- [Excerpted text]
......

World Map of Happiness.
Posted on Sep 17th, 2006
by
Brian
So this is pretty cool.
A psychologist in the UK has produced the first-ever World Map of Happiness.
"Adrian White, an analytic social psychologist at the University’s School of Psychology, analysed data published by UNESCO, the CIA, the New Economics Foundation, the WHO, the Veenhoven Database, the Latinbarometer, the Afrobarometer, and the UNHDR, to create a global projection of subjective well-being: the first world map of happiness."
Check out the rest of it here.
(But feel free to guess which country is happiest before you click . . . ;) )
It's not the first time national happiness has been measured, though. Bhutan works happiness into government policy. Here's a whole selection of articles of Gross National Happiness.. Pretty amazing stuff.







Thanks Brian! Very useful…
Take great care, Julia
Very cool, Brian! Thanks for sharing! I've been working on an essay assignment exploring the “possibility of happiness” and this may be very interesting to share with my workshop group.
nice. also check out The Happy Planet Index –
“The Happy Planet Index is an innovative new measure that shows the ecological efficiency with which human well-being is delivered around the world. It is the first ever index to combine environmental impact with well-being to measure the environmental efficiency with which country by country, people live long and happy lives. The results are surprising, even shocking, but there is much to learn from what they show.”
and here's the actual Happy Planet Map. according to this map, Vanuatu is the “happiest” :)
I love these sorts of maps/lists too! And the more there are, the better the picture.
A few observations on the WMH primarily(some made in the linked article)..
1) Countries with a high amount of ethnic diversity are not so happy. Except for Canada(yay).
2) Social democracies seem to do quite well
3) Less populated but wealthy countries to well
4) Less religious countries do relative well
5) Japan is surprisingly low at 90. Hmm!
6) China, India and Russia not so surprisingly low given the poverty and in some cases inequality.
5) Many nations that do relatively well on the WMH do much worse on the HPI (especially Canada and other wealthy ones), where the Ecological Footprint plays a much larger role. Not too surprising.
It will be interesting when more information is released on just how rankings for the WMH was calculated.
“5) Japan is surprisingly low at 90. Hmm!”
another proof that riches doesn't equate to happiness. note that Japan is one of the richest countries in the world, but they just work too hard!

......

[Region labeling records]
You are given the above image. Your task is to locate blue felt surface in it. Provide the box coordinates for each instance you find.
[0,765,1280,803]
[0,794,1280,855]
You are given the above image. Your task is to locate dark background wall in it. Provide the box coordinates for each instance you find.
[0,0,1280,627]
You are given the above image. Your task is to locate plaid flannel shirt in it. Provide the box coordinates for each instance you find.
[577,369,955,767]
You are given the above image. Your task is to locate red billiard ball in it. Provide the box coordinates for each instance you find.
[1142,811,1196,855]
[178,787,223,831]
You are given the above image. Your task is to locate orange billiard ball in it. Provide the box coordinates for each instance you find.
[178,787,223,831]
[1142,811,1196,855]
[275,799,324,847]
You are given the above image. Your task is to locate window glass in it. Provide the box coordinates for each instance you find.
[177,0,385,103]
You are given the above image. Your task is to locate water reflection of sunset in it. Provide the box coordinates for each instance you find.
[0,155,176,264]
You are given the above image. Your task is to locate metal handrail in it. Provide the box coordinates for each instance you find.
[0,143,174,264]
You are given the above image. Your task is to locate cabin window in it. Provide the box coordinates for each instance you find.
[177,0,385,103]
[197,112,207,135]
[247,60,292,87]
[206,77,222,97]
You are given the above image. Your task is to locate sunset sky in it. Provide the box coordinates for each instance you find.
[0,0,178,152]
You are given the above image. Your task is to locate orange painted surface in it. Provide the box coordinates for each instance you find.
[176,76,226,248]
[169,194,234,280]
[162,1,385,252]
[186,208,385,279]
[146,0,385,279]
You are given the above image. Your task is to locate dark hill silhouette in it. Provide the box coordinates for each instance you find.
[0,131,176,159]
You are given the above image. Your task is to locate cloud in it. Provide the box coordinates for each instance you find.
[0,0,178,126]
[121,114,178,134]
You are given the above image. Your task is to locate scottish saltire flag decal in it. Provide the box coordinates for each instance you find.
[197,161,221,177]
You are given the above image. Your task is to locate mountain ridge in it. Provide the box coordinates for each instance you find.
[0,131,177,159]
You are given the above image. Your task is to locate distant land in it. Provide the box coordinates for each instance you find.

......

- [Set problem A]
Answer these questions about the World Map of Happiness post:
(i) Which country works happiness into government policy?
(ii) Which country is the "happiest" according to the Happy Planet Map?
(iii) At what number does a commenter say Japan is surprisingly low?
- [Set problem B]
Revise the World Map of Happiness post from "I love these" to "Except for Canada(yay).", swapping "ethnic diversity" for "linguistic diversity".
- [Set problem C]
Extend the comment thread on the World Map of Happiness post past its final comment.

- [Exercise output A]
(i) Bhutan
(ii) Vanuatu
(iii) 90

- [Exercise output B]
I love these sorts of maps/lists too! And the more there are, the better the picture.
A few observations on the WMH primarily(some made in the linked article)..
1) Countries with a high amount of linguistic diversity are not so happy. Except for Canada(yay).

- [Exercise output C]
countries that are rich are high on the happiness meter too :)
go Ireland! go Canada!
~C (for Celtic Tiger)
Denmark being the happiest place in the world… Hm….
Yes we have an exceptionally high level of health, wealth and education here, but happiness? It doesn't look like it when you live here.
Take a ride with any bus in Denmark, and you will experience that most people here don't look happy at all, that they don't talk with each other, that they often look tired… and then take a bus in one of the countries that are measured to be not so happy and you will experience a lot more immediate happiness / joyfulness there.
I recall there has been a group of visitors from Africa here at some point. The Danish hosts asked “What do you think?” and kind of expected that their guests would marvel at the high living standard, endless supply of water etc. Surprisingly, the Africans' first reaction was: “Why do people look so lonely here?”.
Happiness does not depend on health, wealth and education.
You can be happy without health, wealth and education, you can be happy with health, wealth and education.
You can be happy any place in the world! (Denmark too! ;-))
Halina
Another Brit researcher at Hertford University, Dr. Richard Wiseman (what a serendipidous name) asked what makes people happy and his conclusion was that if people have a certain degree of security, a home, food income ..then beyond that material factors are not relevant but psychological ones, like perspective are.
He also analysed the difference between 'lucky' and 'unlucky' people and found that good and bad luck were self fufilling predictions, that Bill Shakespeare had it spot on when he said, 'Nothing is…but thinking makes it so'. Milton, the English poet wrote, 'The mind in it's own place can make a heaven out of Hell, a Hell of Heaven'.
Professor Richard Wiseman holds Britain's only chair in the Public Understanding of Psychology at the University of Hertfordshire.
He has published over forty papers in academic journals, and gained an international reputation for research into unusual areas of psychology, including deception, luck and the paranormal.
A passionate advocate for science, Wiseman frequently appears on the media, gives public talks and performances about his work, and has written The Luck Factor - a best selling book exploring the lives and minds of lucky and unlucky people.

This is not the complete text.